Available data:
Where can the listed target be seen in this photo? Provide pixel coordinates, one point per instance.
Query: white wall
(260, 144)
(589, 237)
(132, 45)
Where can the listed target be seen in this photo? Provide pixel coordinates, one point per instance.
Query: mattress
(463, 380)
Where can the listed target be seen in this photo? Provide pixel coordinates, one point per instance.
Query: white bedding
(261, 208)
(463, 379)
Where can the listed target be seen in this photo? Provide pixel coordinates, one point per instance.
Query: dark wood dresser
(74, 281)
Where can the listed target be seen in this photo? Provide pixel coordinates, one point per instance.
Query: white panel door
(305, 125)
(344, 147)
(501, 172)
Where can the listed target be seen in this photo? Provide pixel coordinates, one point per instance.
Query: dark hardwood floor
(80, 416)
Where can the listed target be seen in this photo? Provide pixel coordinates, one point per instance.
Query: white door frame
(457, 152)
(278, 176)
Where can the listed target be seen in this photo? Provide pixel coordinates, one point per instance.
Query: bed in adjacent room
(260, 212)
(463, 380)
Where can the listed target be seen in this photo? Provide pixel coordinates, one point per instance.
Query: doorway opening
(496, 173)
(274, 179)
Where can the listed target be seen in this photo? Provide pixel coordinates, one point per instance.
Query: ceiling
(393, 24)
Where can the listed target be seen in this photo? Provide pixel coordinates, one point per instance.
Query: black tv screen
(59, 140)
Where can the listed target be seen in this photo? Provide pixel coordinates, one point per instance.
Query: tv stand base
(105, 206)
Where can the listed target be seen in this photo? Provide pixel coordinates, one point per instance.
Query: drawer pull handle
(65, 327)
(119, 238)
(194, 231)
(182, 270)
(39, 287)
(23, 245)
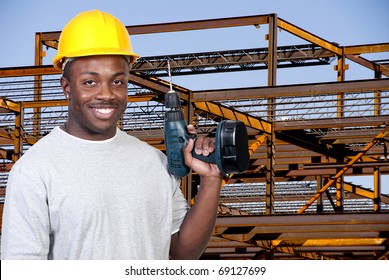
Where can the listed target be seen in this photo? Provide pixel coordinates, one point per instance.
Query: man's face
(97, 93)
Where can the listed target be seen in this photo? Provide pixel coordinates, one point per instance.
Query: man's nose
(106, 92)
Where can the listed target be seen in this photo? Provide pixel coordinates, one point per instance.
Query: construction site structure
(295, 201)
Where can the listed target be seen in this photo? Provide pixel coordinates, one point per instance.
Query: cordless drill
(231, 149)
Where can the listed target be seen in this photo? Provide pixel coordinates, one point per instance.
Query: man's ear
(65, 84)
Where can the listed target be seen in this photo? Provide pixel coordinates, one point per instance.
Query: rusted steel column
(340, 68)
(39, 54)
(319, 202)
(380, 135)
(377, 190)
(270, 145)
(339, 194)
(18, 140)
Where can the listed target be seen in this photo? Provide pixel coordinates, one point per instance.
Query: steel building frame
(293, 201)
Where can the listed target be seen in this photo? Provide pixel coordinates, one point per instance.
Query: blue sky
(347, 22)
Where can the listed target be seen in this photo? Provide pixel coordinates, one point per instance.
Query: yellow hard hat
(93, 33)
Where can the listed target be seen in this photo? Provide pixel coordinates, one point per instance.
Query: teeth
(104, 110)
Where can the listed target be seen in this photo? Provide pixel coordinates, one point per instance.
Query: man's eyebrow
(97, 74)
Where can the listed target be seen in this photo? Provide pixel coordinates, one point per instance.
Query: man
(90, 191)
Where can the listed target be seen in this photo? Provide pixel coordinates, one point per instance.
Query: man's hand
(203, 146)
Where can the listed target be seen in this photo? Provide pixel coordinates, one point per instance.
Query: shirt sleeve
(26, 227)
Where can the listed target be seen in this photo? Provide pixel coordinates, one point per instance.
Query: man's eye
(90, 82)
(118, 82)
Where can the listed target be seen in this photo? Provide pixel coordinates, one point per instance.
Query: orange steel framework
(293, 202)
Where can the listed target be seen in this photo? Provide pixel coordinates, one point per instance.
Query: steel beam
(291, 90)
(345, 168)
(227, 113)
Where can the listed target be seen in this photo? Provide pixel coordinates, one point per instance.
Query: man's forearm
(196, 229)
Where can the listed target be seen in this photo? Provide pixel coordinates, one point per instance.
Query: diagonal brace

About this exercise:
Type out the data above again exactly as written, minus the images.

Exercise response:
Where can the listed target be seen in this photo? Provide pixel coordinates, one point per instance.
Query: white wall
(260, 144)
(589, 237)
(132, 45)
Where can the listed target be seen in this photo? Provide pixel coordinates, one point per instance.
Query: mattress
(463, 380)
Where can the listed target be seen in this photo? Provide pixel coordinates, one point per instance.
Query: white bedding
(261, 208)
(463, 379)
Where can the listed target be seen in this photo? Provide pixel coordinates, one point per instance.
Query: dark wood dresser
(74, 281)
Where can the listed target be seen in this photo? Provide pixel coordinates, one point per instance.
Query: white panel door
(305, 125)
(344, 147)
(501, 172)
Where can the listed target be seen in this photo? Provide pixel coordinates, one point per instance.
Query: dark hardwood floor
(80, 416)
Where can the listed target be seen in this photo? Provide pixel coordinates, one point per instance.
Query: white door frame
(457, 152)
(278, 176)
Where can the listed target be seen in this photo? Provide pixel coordinates, one point per instance.
Query: bed in adjacent room
(260, 212)
(463, 380)
Where can the listed target be seen in this photo? Provide pixel coordinates, one point per instance.
Query: doorway opening
(496, 173)
(274, 179)
Where can the listed target be seen in this photo? Provide pixel coordinates, one point per instance.
Query: ceiling
(393, 24)
Where can the listed target be seen in this photo? Provide pixel coordinates, one point per instance.
Query: black tv screen
(59, 140)
Where can the listed target be seen in this photo? Provide pixel coordinates, one point per instance.
Query: tv stand base
(105, 206)
Where can the listed target be seen in this photo? Provide pixel coordinates, one point per instance.
Query: drawer pull handle
(65, 327)
(119, 238)
(194, 231)
(182, 270)
(39, 287)
(23, 245)
Where can the listed target be seen in this photo? Provide pixel coordinates, one point per instance.
Query: man's face
(97, 93)
Where can the listed target be seen in this photo? Provide pixel coordinates, one point per instance.
Query: man's nose
(106, 92)
Where can the listed target be seen in this photo? Provide pixel coordinates, one point per instance.
Query: construction site structure
(295, 201)
Where can the listed target be seen in this photo? Provide pixel coordinates, one point per instance.
Query: cordless drill
(231, 149)
Where can the listed target be seen in this photo? Provide pixel coordinates, one point per instance.
Query: man's ear
(65, 84)
Where can the listed target be seen in this photo? Provide pixel coordinates, one point per instance.
Query: rusted steel column
(340, 68)
(39, 54)
(319, 202)
(380, 135)
(377, 190)
(270, 145)
(339, 194)
(18, 140)
Where can the listed target be seen in this photo? Provide pixel coordinates, one point per instance.
Query: steel building frame
(293, 201)
Where can the listed target be seen in this photo? Provide pixel coordinates, one point per instance.
Query: blue sky
(347, 22)
Where can the listed target be seen in this photo? Provide pixel coordinates, one point per instance.
Query: yellow hard hat
(93, 33)
Where can the listed target be seen in this photo? Provide pixel coordinates, one point per instance.
Query: teeth
(104, 110)
Where can the listed target be seen in this photo? Provide pixel coordinates, one point per instance.
Query: man's eyebrow
(97, 74)
Where can the listed target be seen in this photo? Provide pixel coordinates, one point per instance.
Query: man
(90, 191)
Where can the listed target be seen in this photo? Provide pixel coordinates, one point per instance.
Query: man's hand
(203, 146)
Where can the listed target be seen in this photo? Provide pixel coordinates, one point per instance.
Query: shirt sleeve
(26, 227)
Where can the listed target be seen in this photo? Provide pixel coordinates, one point per instance.
Query: man's eye
(90, 82)
(118, 82)
Where can the listed target be seen in this photo? Provide pixel coordinates, one point per instance.
Query: orange steel framework
(293, 202)
Where can the listed target be seen in this photo? Provide pixel coordinates, one point per instance.
Query: steel beam
(291, 90)
(345, 168)
(227, 113)
Where can the listed target be seen in this photo? Provide pixel coordinates, one point per instance.
Query: man's forearm
(196, 229)
Where can the listed target be seen in this photo? Provide pixel coordinates, one point per instance.
Query: diagonal brace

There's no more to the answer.